• _Task requirements_:
[1] List every word that the game review writes in all capital letters for emphasis. Leave out game titles and abbreviations.
[2] In the game review, on which mode did the writer play the first 2 championships?
[3] Copy out the passage of the game review that starts with "After flying through" and goes on through "Oooh, that smarts.".

• _Selected extract_:
********************

JRock3x8's Life Musings

Monday, December 26, 2005

JRock's 60 minute review of PGR3

So as described in a previous post, I bought PGR3 after a lot of driving (ha ha) and a lot of grief.

After flying through the first 2 championships on "Novice" mode, I LOVE this game. I was very skeptical and quite nervous about buying it at first because I hated and I mean HATED PGR1 for the XBox.

PGR1 was SO unforgiving. Every time you knicked a corner the computer would hand your ass to you and say "Want some more, bitch?". To which I finally replied, "No thanks", and sold it.

Also, the computer controlled drivers had sick driving skills. I'd pull an awesome power slide through a corner and think I was all that. The computer didn't even bother with the slide - it just zipped past me on the inside. Oooh, that smarts.

********************

Lines of data
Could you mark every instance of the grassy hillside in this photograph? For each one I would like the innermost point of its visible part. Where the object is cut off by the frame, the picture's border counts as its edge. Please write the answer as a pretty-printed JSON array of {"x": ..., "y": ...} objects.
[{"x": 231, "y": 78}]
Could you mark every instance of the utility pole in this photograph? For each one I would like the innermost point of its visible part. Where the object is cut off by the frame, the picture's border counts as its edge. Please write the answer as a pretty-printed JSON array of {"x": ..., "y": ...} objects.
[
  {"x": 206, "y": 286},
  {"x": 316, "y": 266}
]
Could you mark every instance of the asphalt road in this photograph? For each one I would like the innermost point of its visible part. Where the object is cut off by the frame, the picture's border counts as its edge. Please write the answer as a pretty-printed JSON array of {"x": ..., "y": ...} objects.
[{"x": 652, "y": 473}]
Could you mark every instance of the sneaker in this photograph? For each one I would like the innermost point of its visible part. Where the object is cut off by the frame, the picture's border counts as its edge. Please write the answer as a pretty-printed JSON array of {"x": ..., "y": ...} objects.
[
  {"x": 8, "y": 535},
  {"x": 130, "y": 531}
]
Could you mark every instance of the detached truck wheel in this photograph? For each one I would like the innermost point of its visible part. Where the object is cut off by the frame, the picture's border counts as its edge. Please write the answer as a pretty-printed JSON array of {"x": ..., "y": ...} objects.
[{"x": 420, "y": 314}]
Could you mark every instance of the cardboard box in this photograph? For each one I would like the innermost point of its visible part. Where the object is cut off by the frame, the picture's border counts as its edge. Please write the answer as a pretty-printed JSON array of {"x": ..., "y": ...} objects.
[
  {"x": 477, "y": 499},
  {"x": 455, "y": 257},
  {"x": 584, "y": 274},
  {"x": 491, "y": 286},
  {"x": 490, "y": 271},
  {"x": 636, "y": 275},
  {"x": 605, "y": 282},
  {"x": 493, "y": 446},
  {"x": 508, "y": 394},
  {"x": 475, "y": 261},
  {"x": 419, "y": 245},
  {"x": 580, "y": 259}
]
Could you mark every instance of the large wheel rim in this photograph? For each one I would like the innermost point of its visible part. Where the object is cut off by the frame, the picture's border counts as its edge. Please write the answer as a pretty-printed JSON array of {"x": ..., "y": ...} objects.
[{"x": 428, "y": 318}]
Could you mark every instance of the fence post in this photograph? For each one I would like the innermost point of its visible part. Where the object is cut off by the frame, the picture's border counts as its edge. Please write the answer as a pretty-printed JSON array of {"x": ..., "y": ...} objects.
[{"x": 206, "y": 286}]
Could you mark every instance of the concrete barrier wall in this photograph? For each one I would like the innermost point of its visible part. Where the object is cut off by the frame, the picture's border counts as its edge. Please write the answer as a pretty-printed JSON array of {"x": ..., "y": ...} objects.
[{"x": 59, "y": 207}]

********************

• _Outputs by task_:
[1] LOVE, HATED, SO

[2] "Novice" mode

[3]
After flying through the first 2 championships on "Novice" mode, I LOVE this game. I was very skeptical and quite nervous about buying it at first because I hated and I mean HATED PGR1 for the XBox.

PGR1 was SO unforgiving. Every time you knicked a corner the computer would hand your ass to you and say "Want some more, bitch?". To which I finally replied, "No thanks", and sold it.

Also, the computer controlled drivers had sick driving skills. I'd pull an awesome power slide through a corner and think I was all that. The computer didn't even bother with the slide - it just zipped past me on the inside. Oooh, that smarts.